Set of tasks
**a)** According to the blog post on travel, how many trips per month does the writer take on average?
**b)** Gather every line of the records that contains the string "garland", matching case exactly.

━━━━━ Source text

Wednesday, February 15, 2012

LIfe on the Road - Why Travel is Glamorous Until You Actually Travel

I frequently say that this blog is about "technology and life", so you can file this  post under the "life" column.

 

I spend a fair amount of time traveling in my second job as tech editor, lecturer, and consultant.  By a fair amount, I mean on average of at least 2 trips per month… sometimes more.  It's enough to give me a healthy perspective on those individuals whose job pretty much requires them to travel for a living.  That's a job I greatly respect and would never want to have.  Travel nowadays is difficult and frequently stressful.

 

While often people think the travel part of my job is exciting, I'm afraid that frequently isn't true.  Don't get me wrong, sometimes I get to go to some amazing places and/or do amazing things, but those trips are definitely in a slim minority compared to the garden variety trip to lecture at a major meeting or to a group.  Here's a little tale from the past weekend to illustrate this point.

━━━━━━━━━━
━━━━━ Dataset records

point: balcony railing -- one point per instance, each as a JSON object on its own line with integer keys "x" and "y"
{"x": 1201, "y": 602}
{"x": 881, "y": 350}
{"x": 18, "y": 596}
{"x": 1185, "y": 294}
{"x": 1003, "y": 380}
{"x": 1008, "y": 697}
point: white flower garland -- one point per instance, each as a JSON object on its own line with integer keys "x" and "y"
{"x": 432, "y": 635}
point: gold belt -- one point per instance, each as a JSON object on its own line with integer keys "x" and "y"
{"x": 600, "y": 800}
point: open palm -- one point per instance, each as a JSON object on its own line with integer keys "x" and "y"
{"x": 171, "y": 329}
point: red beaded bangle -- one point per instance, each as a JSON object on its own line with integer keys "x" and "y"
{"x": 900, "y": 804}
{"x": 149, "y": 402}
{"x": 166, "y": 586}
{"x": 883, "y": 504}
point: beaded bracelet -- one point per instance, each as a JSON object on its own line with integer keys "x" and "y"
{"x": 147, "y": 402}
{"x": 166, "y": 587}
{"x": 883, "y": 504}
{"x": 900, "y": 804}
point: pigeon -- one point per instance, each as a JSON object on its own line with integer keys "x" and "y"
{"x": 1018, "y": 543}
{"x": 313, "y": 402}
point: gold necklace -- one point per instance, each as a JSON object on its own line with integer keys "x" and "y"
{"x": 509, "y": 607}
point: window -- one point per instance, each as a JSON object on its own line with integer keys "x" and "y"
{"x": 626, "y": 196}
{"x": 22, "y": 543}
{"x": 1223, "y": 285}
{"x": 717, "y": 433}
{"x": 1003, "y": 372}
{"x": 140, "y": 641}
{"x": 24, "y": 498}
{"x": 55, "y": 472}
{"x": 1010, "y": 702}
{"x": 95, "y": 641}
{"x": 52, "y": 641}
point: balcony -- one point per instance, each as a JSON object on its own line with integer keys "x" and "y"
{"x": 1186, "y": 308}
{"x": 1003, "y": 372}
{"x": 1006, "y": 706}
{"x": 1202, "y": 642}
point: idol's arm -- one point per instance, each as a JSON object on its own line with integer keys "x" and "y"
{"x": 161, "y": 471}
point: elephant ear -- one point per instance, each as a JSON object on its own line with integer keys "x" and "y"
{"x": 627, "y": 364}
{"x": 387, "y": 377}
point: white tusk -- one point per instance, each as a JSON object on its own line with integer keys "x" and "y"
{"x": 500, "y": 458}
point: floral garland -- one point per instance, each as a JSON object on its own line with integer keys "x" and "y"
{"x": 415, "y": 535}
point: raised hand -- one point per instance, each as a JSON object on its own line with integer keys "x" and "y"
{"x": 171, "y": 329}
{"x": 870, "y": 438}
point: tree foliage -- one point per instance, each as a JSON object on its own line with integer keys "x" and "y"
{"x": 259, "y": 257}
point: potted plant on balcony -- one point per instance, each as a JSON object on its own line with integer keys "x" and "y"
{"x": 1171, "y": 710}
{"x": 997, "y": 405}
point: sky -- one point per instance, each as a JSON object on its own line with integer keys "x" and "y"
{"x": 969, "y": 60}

━━━━━━━━━━

Task-by-task results
**a)** At least 2 trips per month, sometimes more.

**b)**
point: white flower garland -- one point per instance, each as a JSON object on its own line with integer keys "x" and "y"
point: floral garland -- one point per instance, each as a JSON object on its own line with integer keys "x" and "y"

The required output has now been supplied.